◆ Written exercise
Swap "even-odd rule" for "nonzero winding rule" in the lines running from the line with "Trace the outline of every instance of the doormat." up to and including the end of the records, and write out only those lines, otherwise unchanged and without the pictures.

◆ Raw data
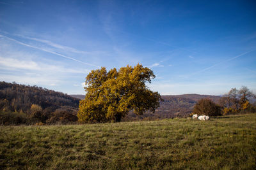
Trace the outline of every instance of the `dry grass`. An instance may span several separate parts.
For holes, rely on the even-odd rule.
[[[255,169],[256,114],[1,126],[0,169]]]

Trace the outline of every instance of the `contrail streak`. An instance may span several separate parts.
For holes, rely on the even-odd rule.
[[[70,59],[70,60],[74,60],[74,61],[76,61],[76,62],[79,62],[83,63],[83,64],[90,66],[93,66],[93,67],[100,67],[98,66],[96,66],[96,65],[94,65],[94,64],[90,64],[90,63],[88,63],[88,62],[83,62],[83,61],[81,61],[81,60],[77,60],[77,59],[76,59],[74,58],[70,57],[68,57],[67,55],[62,55],[61,53],[56,53],[56,52],[52,52],[52,51],[50,51],[50,50],[45,50],[45,49],[44,49],[44,48],[39,48],[39,47],[37,47],[37,46],[33,46],[33,45],[28,45],[28,44],[26,44],[26,43],[22,43],[22,42],[19,41],[17,41],[16,39],[14,39],[13,38],[9,38],[9,37],[1,35],[1,34],[0,34],[0,37],[4,37],[4,38],[6,38],[8,39],[10,39],[11,41],[15,41],[15,42],[16,42],[16,43],[19,43],[20,45],[24,45],[24,46],[28,46],[28,47],[31,47],[31,48],[35,48],[35,49],[37,49],[37,50],[41,50],[41,51],[45,52],[51,53],[52,53],[52,54],[54,54],[54,55],[59,55],[59,56],[61,56],[62,57],[64,57],[64,58],[66,58],[66,59]]]
[[[165,46],[170,46],[170,47],[172,47],[172,48],[175,48],[176,49],[180,49],[180,50],[185,50],[185,51],[188,51],[188,52],[193,52],[193,53],[198,53],[198,52],[195,52],[195,51],[188,50],[186,48],[181,48],[181,47],[179,47],[179,46],[177,46],[172,45],[170,45],[170,44],[168,44],[168,43],[166,43],[163,42],[163,41],[159,41],[152,39],[152,38],[145,37],[143,36],[137,35],[137,34],[132,34],[132,33],[130,33],[130,32],[125,32],[125,31],[120,31],[120,30],[111,29],[107,29],[108,30],[110,30],[110,31],[116,31],[116,32],[122,32],[123,34],[129,34],[129,35],[132,35],[132,36],[137,36],[137,37],[140,36],[140,37],[141,37],[141,38],[143,38],[145,39],[150,41],[153,41],[153,42],[155,42],[155,43],[159,43],[159,44],[161,44],[161,45],[165,45]]]
[[[241,56],[242,56],[242,55],[245,55],[245,54],[246,54],[246,53],[250,53],[250,52],[252,52],[252,51],[254,51],[254,50],[250,50],[250,51],[248,51],[248,52],[244,52],[244,53],[241,53],[241,54],[239,54],[239,55],[237,55],[237,56],[236,56],[236,57],[234,57],[230,58],[230,59],[227,59],[227,60],[221,61],[221,62],[219,62],[219,63],[217,63],[217,64],[214,64],[214,65],[213,65],[213,66],[210,66],[210,67],[209,67],[203,69],[202,70],[196,71],[196,72],[195,72],[195,73],[194,73],[190,74],[189,76],[195,75],[195,74],[198,74],[198,73],[202,73],[202,72],[204,72],[204,71],[206,71],[206,70],[210,69],[211,69],[211,68],[212,68],[212,67],[216,67],[216,66],[218,66],[218,65],[220,65],[220,64],[223,64],[223,63],[224,63],[224,62],[228,62],[228,61],[230,61],[230,60],[234,60],[234,59],[237,59],[237,58],[238,58],[238,57],[241,57]]]

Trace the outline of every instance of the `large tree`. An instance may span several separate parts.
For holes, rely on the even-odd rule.
[[[85,99],[80,101],[80,122],[120,122],[129,111],[142,115],[154,112],[159,106],[160,94],[151,91],[146,83],[154,78],[153,71],[138,64],[118,71],[106,67],[92,70],[86,76]]]

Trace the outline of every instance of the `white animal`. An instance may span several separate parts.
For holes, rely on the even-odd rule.
[[[195,118],[197,118],[198,117],[198,115],[197,115],[197,114],[195,115],[193,115],[192,118],[195,119]]]
[[[200,120],[208,120],[210,118],[209,116],[202,115],[198,117]]]

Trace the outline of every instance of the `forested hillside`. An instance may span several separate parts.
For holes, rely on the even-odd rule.
[[[0,82],[0,109],[24,113],[29,111],[33,104],[43,109],[48,107],[69,106],[77,108],[79,99],[62,92],[37,86]]]
[[[70,95],[79,99],[84,99],[84,95]],[[203,98],[208,98],[218,103],[221,97],[211,95],[183,94],[162,96],[163,101],[160,106],[156,110],[155,113],[147,111],[143,115],[138,116],[130,112],[123,120],[154,120],[188,115],[193,111],[196,102]]]
[[[76,122],[79,103],[79,99],[62,92],[0,81],[2,124]]]

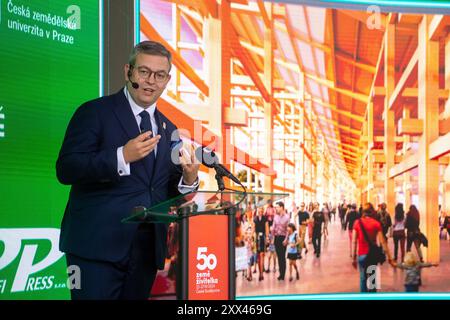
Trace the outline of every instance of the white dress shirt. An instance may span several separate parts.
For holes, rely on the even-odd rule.
[[[129,94],[127,87],[123,89],[123,93],[125,94],[125,96],[128,99],[128,102],[130,103],[131,110],[133,111],[134,118],[136,119],[138,127],[140,127],[142,120],[139,113],[141,113],[142,111],[148,112],[148,114],[150,115],[150,122],[152,123],[153,128],[152,133],[153,136],[155,137],[158,134],[158,125],[156,124],[155,120],[156,103],[144,109],[136,104],[136,102],[133,100],[133,97],[131,97],[131,95]],[[155,146],[155,149],[153,150],[155,152],[155,156],[157,153],[157,149],[158,149],[157,146]],[[117,172],[119,173],[120,176],[129,176],[131,174],[130,164],[126,163],[123,157],[123,146],[117,148]],[[194,182],[193,185],[190,186],[185,185],[183,184],[183,177],[181,177],[180,182],[178,183],[178,191],[180,191],[180,193],[188,193],[190,191],[195,190],[195,188],[198,187],[198,183],[199,181],[197,178],[197,180]]]

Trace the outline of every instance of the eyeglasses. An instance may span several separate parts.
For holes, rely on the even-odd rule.
[[[133,66],[131,66],[133,68]],[[161,83],[169,78],[169,74],[165,71],[152,71],[146,67],[137,67],[139,78],[149,80],[152,74],[154,75],[155,82]]]

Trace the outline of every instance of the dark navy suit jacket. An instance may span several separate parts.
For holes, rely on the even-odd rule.
[[[179,194],[182,170],[170,155],[176,127],[158,110],[155,119],[161,139],[154,168],[140,160],[131,163],[131,175],[120,176],[117,148],[140,133],[123,90],[76,110],[56,162],[58,180],[72,186],[61,225],[61,251],[119,262],[127,255],[138,227],[121,220],[135,206],[148,208]],[[166,237],[167,225],[155,223],[155,264],[159,269],[164,267]]]

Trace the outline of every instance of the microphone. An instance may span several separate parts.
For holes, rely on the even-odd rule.
[[[128,81],[130,81],[131,86],[132,86],[134,89],[139,89],[139,83],[133,82],[133,80],[131,80],[131,70],[128,70]]]
[[[227,177],[237,184],[242,185],[238,178],[236,178],[227,168],[219,163],[219,159],[217,158],[214,151],[209,150],[208,148],[198,147],[195,150],[195,157],[208,168],[214,168],[218,175]]]

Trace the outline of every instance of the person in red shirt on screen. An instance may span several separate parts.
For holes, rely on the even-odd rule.
[[[371,203],[366,203],[362,210],[362,218],[355,221],[353,225],[353,266],[356,268],[357,262],[359,265],[359,274],[360,274],[360,290],[361,292],[376,292],[376,285],[373,282],[368,280],[370,276],[376,272],[376,269],[373,269],[373,266],[367,264],[367,255],[369,253],[370,244],[366,240],[364,236],[364,232],[362,228],[367,233],[367,237],[372,244],[377,243],[378,241],[383,246],[383,250],[388,257],[389,263],[394,266],[394,262],[391,259],[391,254],[389,252],[389,248],[386,244],[386,239],[383,235],[383,230],[381,227],[381,223],[375,219],[376,211]],[[362,227],[361,227],[362,224]],[[358,249],[358,252],[357,252]],[[368,285],[368,282],[369,285]]]

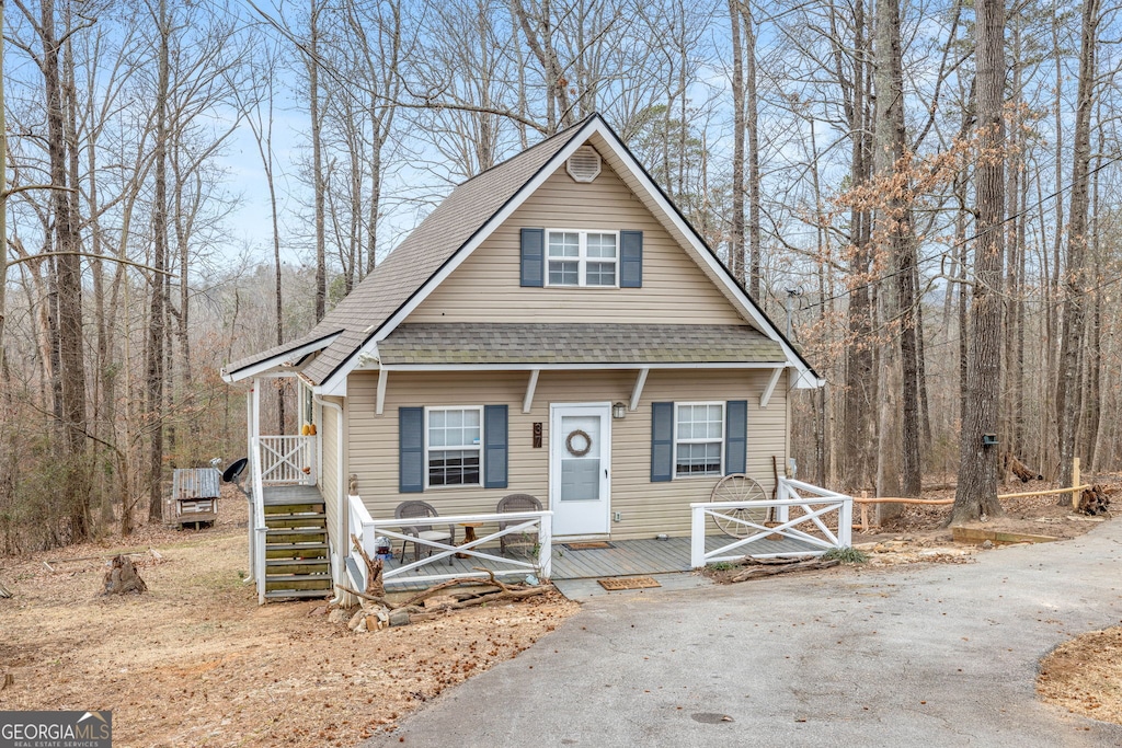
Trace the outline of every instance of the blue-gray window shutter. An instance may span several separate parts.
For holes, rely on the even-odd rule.
[[[522,230],[522,285],[541,288],[545,278],[545,229]]]
[[[505,405],[484,406],[484,488],[506,488],[507,410]]]
[[[725,474],[747,471],[748,401],[725,404]]]
[[[619,232],[619,287],[643,287],[643,232]]]
[[[424,490],[424,408],[397,409],[397,490]]]
[[[651,404],[651,482],[674,477],[674,404]]]

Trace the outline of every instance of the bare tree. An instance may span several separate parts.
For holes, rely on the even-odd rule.
[[[1064,327],[1059,348],[1059,377],[1056,381],[1059,480],[1064,484],[1072,482],[1072,460],[1075,458],[1079,436],[1082,410],[1079,354],[1086,322],[1091,119],[1094,114],[1097,43],[1098,0],[1085,0],[1079,46],[1079,92],[1075,109],[1075,148],[1072,154],[1072,203],[1068,210],[1067,253],[1064,266]],[[1060,497],[1060,501],[1067,501],[1067,498]]]
[[[971,301],[971,355],[966,408],[959,436],[958,487],[951,524],[1001,514],[997,501],[997,433],[1001,389],[1002,268],[1005,218],[1005,9],[1000,0],[976,4],[975,59],[981,158],[975,167],[977,243]]]

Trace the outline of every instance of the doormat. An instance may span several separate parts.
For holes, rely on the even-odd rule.
[[[662,587],[651,576],[613,576],[611,579],[598,579],[605,590],[642,590],[649,587]]]

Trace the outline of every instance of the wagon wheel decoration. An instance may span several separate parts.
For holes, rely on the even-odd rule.
[[[733,473],[721,478],[712,489],[710,501],[766,501],[767,492],[755,480],[744,473]],[[717,527],[729,537],[747,537],[758,530],[748,525],[744,525],[737,519],[760,523],[769,519],[771,509],[765,507],[745,508],[737,507],[727,510],[717,510],[712,516]]]
[[[578,440],[583,440],[583,442]],[[576,442],[576,444],[573,442]],[[580,446],[581,444],[583,444],[583,446]],[[588,435],[588,432],[574,428],[564,440],[564,449],[569,450],[569,454],[572,456],[582,458],[588,454],[589,450],[592,449],[592,437]]]

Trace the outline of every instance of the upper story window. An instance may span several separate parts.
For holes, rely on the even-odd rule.
[[[546,286],[618,287],[617,232],[551,229],[545,244]]]

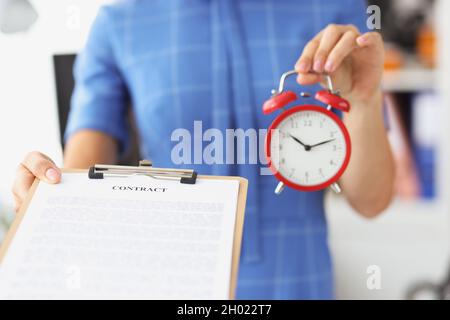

◆ Exercise solution
Trace the outline of every instance of the doormat. An instance may span several separate parts.
For holes, rely on the nonzero winding rule.
[[[662,587],[651,576],[613,576],[611,579],[598,579],[605,590],[642,590],[649,587]]]

Trace the outline of every instance of the wagon wheel decoration. An instance may span several separate parts.
For holes, rely on the nonzero winding rule.
[[[733,473],[721,478],[712,489],[710,501],[766,501],[767,492],[755,480],[744,473]],[[717,527],[729,537],[747,537],[758,530],[748,525],[744,525],[737,519],[760,523],[769,519],[771,509],[765,507],[745,508],[737,507],[727,510],[717,510],[712,516]]]
[[[578,440],[583,440],[583,442]],[[576,442],[576,444],[573,442]],[[580,446],[581,444],[583,444],[583,446]],[[588,435],[588,432],[574,428],[564,440],[564,449],[569,450],[569,454],[572,456],[582,458],[588,454],[589,450],[592,449],[592,437]]]

Trace the outline of every instance of the upper story window. An instance may span several separate parts.
For holes, rely on the nonzero winding rule.
[[[546,286],[618,287],[617,232],[551,229],[545,244]]]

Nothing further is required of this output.